• Excerpt to read
State Sen. Mark Obenshain speaks at the Virginia Republican convention in Richmond on May 18. He currently holds a 17-vote lead over Democratic state Sen. Mark Herring in the state's attorney general election.

There's still one election yet to be decided from last Tuesday: the Virginia attorney general's race.

The latest figures released Sunday night show it's about as close as it gets: Republican state Sen. Mark Obenshain leads Democratic state Sen. Mark Herring by just 17 votes out of more than 2.2 million cast.

The results have been constantly fluctuating since the polls closed the night of Nov. 5, as canvassers continue to count provisional ballots and identify errors in areas around the state. At one point last week, Obenshain led by as many as 1,200 votes. Local election boards must submit their final vote tallies by midnight Tuesday.

With the race this close, a recount appears inevitable. If the difference between the two candidates is 1 percent of the vote or less after the Virginia State Board of Elections officially certifies the results on Nov. 25, the second-place candidate may request a recount, meaning the winner most likely wouldn't be determined until well into December.

Whoever comes out on top in what could go down as one of the closest statewide elections ever will replace outgoing Republican Attorney General Ken Cuccinelli, who lost a tight race of his own last week to Democrat Terry McAuliffe in the state's gubernatorial election. McAuliffe won 48 percent to 45 percent.

The Democrats also won the lieutenant governor's race in Virginia, as state Sen. Ralph Northam, a neurologist, defeated minister E.W. Jackson by more than 10 percentage points.

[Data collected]
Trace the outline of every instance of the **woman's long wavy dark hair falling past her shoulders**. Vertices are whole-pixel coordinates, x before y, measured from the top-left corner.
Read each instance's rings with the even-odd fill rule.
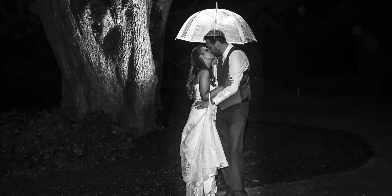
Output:
[[[199,57],[199,55],[203,55],[203,53],[201,53],[201,51],[200,51],[200,48],[203,46],[204,45],[199,45],[198,47],[195,47],[192,50],[192,54],[191,54],[191,69],[189,69],[189,74],[187,77],[188,96],[191,99],[196,99],[194,79],[201,70],[204,69],[210,73],[211,85],[213,87],[216,86],[216,84],[215,84],[216,78],[215,78],[214,74],[212,73],[212,69],[207,67],[207,65],[205,65],[204,61]]]

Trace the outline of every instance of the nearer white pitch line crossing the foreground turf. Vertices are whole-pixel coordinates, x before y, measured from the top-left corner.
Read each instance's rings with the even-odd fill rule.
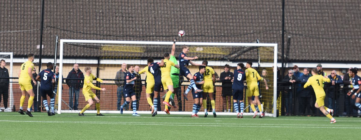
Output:
[[[203,126],[203,127],[276,127],[276,128],[343,128],[343,129],[361,129],[361,127],[309,127],[309,126],[330,126],[330,125],[312,125],[312,124],[235,124],[235,123],[156,123],[156,122],[86,122],[86,121],[9,121],[0,120],[0,122],[27,122],[27,123],[82,123],[82,124],[132,124],[132,125],[155,125],[155,126]],[[194,124],[194,125],[192,125]],[[210,124],[210,125],[204,125]],[[230,126],[231,125],[231,126]],[[234,126],[232,126],[234,125]],[[250,125],[250,126],[244,126]],[[260,125],[260,126],[257,126]],[[275,126],[265,126],[275,125]],[[277,126],[280,125],[280,126]],[[340,126],[340,125],[337,125]]]

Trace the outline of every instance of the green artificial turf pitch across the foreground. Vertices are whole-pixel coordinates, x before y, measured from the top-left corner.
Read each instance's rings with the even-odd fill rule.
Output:
[[[1,112],[1,139],[358,139],[360,118]]]

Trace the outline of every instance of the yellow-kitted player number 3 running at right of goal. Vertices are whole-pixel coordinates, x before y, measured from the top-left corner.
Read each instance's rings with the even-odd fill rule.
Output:
[[[331,80],[329,78],[323,77],[322,75],[318,75],[317,69],[313,68],[312,76],[308,78],[307,82],[303,87],[306,88],[308,86],[312,86],[316,95],[315,107],[319,108],[319,110],[321,110],[322,113],[325,114],[327,118],[331,119],[330,123],[335,123],[336,119],[331,116],[331,114],[327,111],[330,109],[325,106],[326,93],[323,90],[323,84],[322,84],[323,82],[331,82]],[[331,111],[333,112],[333,110],[330,110],[330,112]]]

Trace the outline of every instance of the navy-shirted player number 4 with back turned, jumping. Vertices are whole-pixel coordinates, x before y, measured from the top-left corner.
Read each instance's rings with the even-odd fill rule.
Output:
[[[162,66],[164,66],[163,60],[161,60],[161,62],[154,62],[153,58],[148,58],[148,71],[151,72],[154,77],[154,99],[153,99],[154,112],[152,114],[153,117],[157,115],[158,100],[160,100],[158,96],[160,92],[160,87],[162,85],[162,78],[160,71],[160,67]]]

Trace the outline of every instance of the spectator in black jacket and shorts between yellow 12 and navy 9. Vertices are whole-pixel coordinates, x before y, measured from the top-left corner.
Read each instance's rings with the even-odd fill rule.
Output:
[[[228,112],[231,112],[231,96],[232,96],[232,82],[233,73],[230,72],[230,66],[226,64],[224,70],[219,76],[219,80],[222,82],[222,106],[224,112],[227,112],[227,101],[228,101]]]

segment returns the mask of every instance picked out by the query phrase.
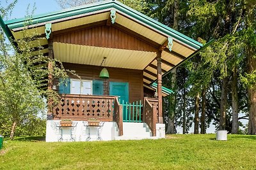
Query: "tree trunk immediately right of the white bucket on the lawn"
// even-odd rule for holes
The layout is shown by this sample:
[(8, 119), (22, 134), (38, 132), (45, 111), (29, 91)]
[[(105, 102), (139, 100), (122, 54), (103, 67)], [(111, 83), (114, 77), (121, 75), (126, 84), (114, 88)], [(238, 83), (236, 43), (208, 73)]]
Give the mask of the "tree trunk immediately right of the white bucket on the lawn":
[(232, 134), (238, 134), (238, 96), (237, 96), (237, 69), (234, 67), (232, 75)]

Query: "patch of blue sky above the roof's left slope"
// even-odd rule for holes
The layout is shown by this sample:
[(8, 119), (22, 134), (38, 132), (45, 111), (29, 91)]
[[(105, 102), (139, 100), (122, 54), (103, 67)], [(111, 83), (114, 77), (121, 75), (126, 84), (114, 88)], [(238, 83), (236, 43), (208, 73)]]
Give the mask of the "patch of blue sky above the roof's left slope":
[[(11, 0), (9, 0), (8, 2), (11, 2)], [(4, 4), (5, 1), (2, 2), (2, 5)], [(9, 19), (25, 17), (26, 10), (29, 4), (29, 11), (33, 9), (33, 5), (35, 4), (35, 15), (61, 10), (60, 6), (58, 5), (58, 3), (56, 3), (55, 0), (18, 0), (18, 3), (16, 4), (15, 8), (12, 11), (12, 16)]]

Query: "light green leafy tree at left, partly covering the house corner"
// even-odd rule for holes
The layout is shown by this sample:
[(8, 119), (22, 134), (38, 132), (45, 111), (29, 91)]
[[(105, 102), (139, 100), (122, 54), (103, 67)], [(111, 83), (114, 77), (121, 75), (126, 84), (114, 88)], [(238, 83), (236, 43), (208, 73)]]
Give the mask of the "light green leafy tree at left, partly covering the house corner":
[[(17, 1), (13, 1), (7, 8), (2, 7), (1, 16), (8, 15), (15, 3)], [(29, 25), (31, 16), (28, 15), (27, 18), (25, 26)], [(51, 73), (54, 78), (65, 78), (67, 72), (61, 62), (45, 57), (40, 50), (33, 55), (33, 44), (40, 43), (42, 38), (36, 32), (30, 34), (29, 38), (11, 40), (12, 46), (6, 40), (3, 29), (0, 31), (0, 126), (1, 132), (6, 133), (7, 129), (10, 139), (13, 139), (17, 128), (27, 127), (31, 130), (31, 127), (35, 127), (35, 122), (42, 125), (44, 120), (38, 118), (38, 115), (44, 115), (45, 99), (51, 99), (53, 104), (59, 101), (59, 96), (54, 90), (44, 89), (48, 84), (47, 64), (52, 63)], [(27, 29), (24, 29), (24, 35), (26, 31)], [(33, 131), (30, 134), (33, 134)]]

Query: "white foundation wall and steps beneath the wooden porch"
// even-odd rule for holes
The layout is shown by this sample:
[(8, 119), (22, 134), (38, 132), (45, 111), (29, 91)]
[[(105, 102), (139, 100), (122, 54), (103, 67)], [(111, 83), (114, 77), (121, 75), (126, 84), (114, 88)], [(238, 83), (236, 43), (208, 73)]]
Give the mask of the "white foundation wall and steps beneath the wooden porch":
[[(46, 142), (57, 141), (111, 141), (127, 139), (160, 139), (165, 138), (165, 125), (156, 124), (156, 136), (145, 123), (125, 123), (124, 135), (118, 136), (119, 130), (116, 122), (104, 122), (97, 134), (99, 127), (87, 126), (83, 121), (73, 121), (74, 127), (58, 127), (60, 120), (47, 120), (46, 123)], [(62, 130), (62, 135), (61, 135)], [(90, 138), (88, 131), (90, 130)], [(100, 139), (99, 139), (100, 136)]]

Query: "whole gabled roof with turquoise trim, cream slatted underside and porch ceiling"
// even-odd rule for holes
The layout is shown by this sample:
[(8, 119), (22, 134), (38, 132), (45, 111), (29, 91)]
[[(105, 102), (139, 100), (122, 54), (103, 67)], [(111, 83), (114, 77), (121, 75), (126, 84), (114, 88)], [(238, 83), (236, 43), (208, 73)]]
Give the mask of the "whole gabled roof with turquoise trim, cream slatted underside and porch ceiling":
[[(141, 69), (143, 70), (144, 85), (148, 87), (157, 79), (156, 51), (159, 50), (159, 48), (165, 48), (162, 52), (161, 61), (164, 76), (168, 74), (173, 67), (179, 66), (184, 60), (193, 57), (193, 55), (212, 43), (211, 41), (203, 46), (194, 39), (129, 8), (118, 1), (103, 1), (100, 3), (77, 6), (67, 10), (35, 15), (29, 20), (28, 27), (30, 29), (26, 32), (23, 32), (24, 23), (27, 20), (26, 18), (8, 20), (5, 22), (0, 18), (0, 24), (8, 38), (11, 39), (20, 39), (23, 38), (23, 36), (31, 36), (33, 31), (44, 35), (45, 24), (47, 23), (51, 23), (52, 25), (52, 34), (60, 35), (63, 34), (63, 31), (67, 32), (74, 28), (77, 28), (78, 30), (81, 28), (88, 29), (88, 27), (92, 27), (92, 25), (94, 25), (94, 27), (102, 24), (108, 25), (111, 12), (113, 11), (115, 13), (115, 20), (113, 24), (110, 24), (111, 27), (124, 31), (124, 34), (131, 34), (134, 38), (147, 43), (155, 50), (134, 50), (131, 48), (120, 49), (116, 48), (116, 46), (109, 48), (91, 44), (72, 44), (68, 43), (68, 41), (54, 41), (53, 46), (56, 50), (56, 52), (54, 52), (54, 57), (63, 60), (64, 62), (100, 66), (102, 58), (104, 57), (103, 55), (109, 55), (107, 56), (108, 60), (106, 66)], [(170, 42), (170, 39), (172, 42)], [(172, 49), (168, 46), (168, 43), (173, 44)], [(48, 52), (47, 39), (41, 39), (39, 43), (35, 43), (35, 46), (36, 44), (45, 47), (44, 50), (40, 50), (42, 53)], [(67, 49), (76, 52), (76, 56), (80, 57), (80, 59), (84, 56), (91, 58), (88, 62), (84, 62), (86, 60), (79, 61), (76, 56), (71, 56), (74, 55), (74, 53), (70, 54), (69, 52), (65, 52)], [(85, 51), (88, 53), (85, 53)], [(122, 56), (122, 59), (120, 59), (120, 56)], [(119, 62), (116, 62), (116, 60)]]

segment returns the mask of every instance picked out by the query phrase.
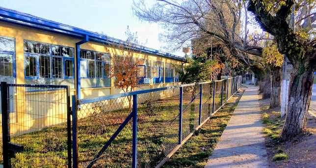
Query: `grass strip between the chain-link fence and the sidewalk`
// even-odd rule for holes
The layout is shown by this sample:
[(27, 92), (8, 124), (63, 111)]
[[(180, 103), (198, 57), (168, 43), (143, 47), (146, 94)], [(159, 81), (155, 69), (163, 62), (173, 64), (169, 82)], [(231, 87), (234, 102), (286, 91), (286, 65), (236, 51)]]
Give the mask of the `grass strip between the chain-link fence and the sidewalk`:
[(163, 168), (204, 168), (212, 150), (220, 139), (222, 132), (232, 113), (237, 107), (238, 101), (226, 104), (216, 112), (201, 129), (187, 140), (186, 143), (163, 165)]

• Parts of the exercise
1 > In the article on the Virginia attorney general race, how many votes separate Obenshain and Herring in the figures released Sunday night?
2 > List every person named in the article on the Virginia attorney general race.
3 > From the article on the Virginia attorney general race, write out the stretch from "The latest figures" through "by midnight Tuesday.".
These lines come from a different source than the article on the Virginia attorney general race.

• Per-task outputs
1 > Obenshain leads Herring by 17 votes.

2 > Mark Obenshain, Mark Herring, Ken Cuccinelli, Terry McAuliffe, Ralph Northam, E.W. Jackson

3 >
The latest figures released Sunday night show it's about as close as it gets: Republican state Sen. Mark Obenshain leads Democratic state Sen. Mark Herring by just 17 votes out of more than 2.2 million cast.

The results have been constantly fluctuating since the polls closed the night of Nov. 5, as canvassers continue to count provisional ballots and identify errors in areas around the state. At one point last week, Obenshain led by as many as 1,200 votes. Local election boards must submit their final vote tallies by midnight Tuesday.